• _Text block_:
-- Opening Marker --
Star fruits (Averrhoa carambola) are native to Southeast Asia. Here, they are known as carambola. Its fruits are distinct because of the five segments that give it a star shape, hence the name. 

Its fruits are crunchy and juicy, with a light flavor. And even though the star fruit is not a member of the citrus family, its sweet yet sour taste bears resemblance to the usual flavor of citrus fruits. 

But there’s more to star fruits than their unique shape and citrus-like taste. Star fruits are also rich in fiber as well as an impressive range of vitamins and minerals, including natural antioxidants that help prevent cellular damage. 

Even its leaves and roots also contain compounds called saponins, flavonoids, alkaloids, and tannins, which also have antioxidant and healing properties. 

Star fruits contain soluble and insoluble dietary fiber. The former dissolves in water to form a gel-like substance while the latter creates bulks to help food and waste pass easily through the digestive tract. 

The soluble fiber has cholesterol-lowering effects since it helps remove fat molecules from the blood. Adding a source of this fiber, such as star fruits, into a diet could reduce the risk of cardiovascular diseases. 

Many Asian countries, and Brazil, recognize the health benefits of star fruits which is why they use them as a popular alternative to conventional medicine.

Star fruit can be added to salads or turned into juices smoothies. The slices can also be used as an attractive garnish because of their unusual shape. 

Although star fruits are rich in antioxidants, vitamins, and minerals that help boost the immune system, regulate blood sugar and protect against cardiovascular diseases, those with kidney problems or taking prescription medication should consult a medical professional before incorporating star fruits in their diet to avoid potential toxicity and drug interactions.
-- Closing Marker --
• _Exercise tasks_:
**1.** Condense the paragraph of the star fruit article that begins "Star fruits contain soluble and insoluble" into a shorter version that keeps its main facts.
**2.** According to the star fruit article, where are star fruits used as a popular alternative to conventional medicine?
**3.** Retype the passage of the star fruit article starting with "Star fruits (Averrhoa" and going on through "hence the name.".
None of the rows are needed for the work on the star fruit article.

• _Data for analysis_:
-- Opening Marker --
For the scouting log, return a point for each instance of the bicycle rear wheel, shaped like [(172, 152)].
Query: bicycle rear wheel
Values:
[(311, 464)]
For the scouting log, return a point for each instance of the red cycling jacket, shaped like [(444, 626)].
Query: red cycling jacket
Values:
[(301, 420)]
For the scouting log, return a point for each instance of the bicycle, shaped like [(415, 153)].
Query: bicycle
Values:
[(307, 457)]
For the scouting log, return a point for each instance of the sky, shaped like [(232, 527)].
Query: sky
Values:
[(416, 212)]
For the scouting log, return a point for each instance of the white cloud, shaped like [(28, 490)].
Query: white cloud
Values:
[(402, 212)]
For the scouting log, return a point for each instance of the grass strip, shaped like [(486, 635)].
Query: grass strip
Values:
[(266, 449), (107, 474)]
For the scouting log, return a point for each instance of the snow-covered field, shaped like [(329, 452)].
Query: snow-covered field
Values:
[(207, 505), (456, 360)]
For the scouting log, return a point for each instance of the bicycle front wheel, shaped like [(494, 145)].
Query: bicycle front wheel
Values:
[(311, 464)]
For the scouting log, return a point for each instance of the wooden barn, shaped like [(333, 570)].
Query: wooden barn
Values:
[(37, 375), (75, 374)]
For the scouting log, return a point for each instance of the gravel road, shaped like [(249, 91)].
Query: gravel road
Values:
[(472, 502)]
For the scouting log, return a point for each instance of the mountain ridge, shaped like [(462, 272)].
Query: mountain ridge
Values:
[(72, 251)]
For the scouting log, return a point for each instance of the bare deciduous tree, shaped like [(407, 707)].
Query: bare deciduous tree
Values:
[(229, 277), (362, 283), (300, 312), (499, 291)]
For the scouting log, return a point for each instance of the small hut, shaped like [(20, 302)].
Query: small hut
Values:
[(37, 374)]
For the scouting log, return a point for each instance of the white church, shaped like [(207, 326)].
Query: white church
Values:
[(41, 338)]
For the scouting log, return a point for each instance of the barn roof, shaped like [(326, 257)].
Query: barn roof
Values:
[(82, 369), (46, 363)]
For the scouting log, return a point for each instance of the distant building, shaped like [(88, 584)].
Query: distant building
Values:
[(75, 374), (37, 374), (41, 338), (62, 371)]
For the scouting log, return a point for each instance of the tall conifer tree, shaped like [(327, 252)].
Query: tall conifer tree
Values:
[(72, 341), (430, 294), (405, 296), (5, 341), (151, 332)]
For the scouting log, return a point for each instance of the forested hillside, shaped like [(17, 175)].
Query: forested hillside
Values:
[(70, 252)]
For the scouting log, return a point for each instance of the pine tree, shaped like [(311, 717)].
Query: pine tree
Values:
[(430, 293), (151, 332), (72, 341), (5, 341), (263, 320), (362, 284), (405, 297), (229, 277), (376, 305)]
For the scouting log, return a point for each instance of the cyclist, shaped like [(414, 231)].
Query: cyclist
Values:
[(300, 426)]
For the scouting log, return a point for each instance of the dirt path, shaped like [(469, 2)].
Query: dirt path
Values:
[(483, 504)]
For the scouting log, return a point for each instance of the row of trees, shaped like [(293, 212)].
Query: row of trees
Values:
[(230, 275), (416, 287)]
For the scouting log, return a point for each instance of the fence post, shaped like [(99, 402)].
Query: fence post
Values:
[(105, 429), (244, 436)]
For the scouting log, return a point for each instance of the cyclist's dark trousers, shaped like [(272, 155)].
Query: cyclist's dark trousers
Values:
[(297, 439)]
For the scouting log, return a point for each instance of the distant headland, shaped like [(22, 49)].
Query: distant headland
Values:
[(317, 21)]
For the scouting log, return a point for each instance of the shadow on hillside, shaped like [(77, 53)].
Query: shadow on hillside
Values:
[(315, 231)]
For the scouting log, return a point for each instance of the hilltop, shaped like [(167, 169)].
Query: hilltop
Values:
-- Closing Marker --
• _Answers for the exercise_:
**1.** Star fruits have two kinds of dietary fiber. Soluble fiber dissolves in water into a gel-like substance, and insoluble fiber adds bulk so food and waste move easily through the digestive tract.

**2.** In many Asian countries and in Brazil.

**3.**
Star fruits (Averrhoa carambola) are native to Southeast Asia. Here, they are known as carambola. Its fruits are distinct because of the five segments that give it a star shape, hence the name.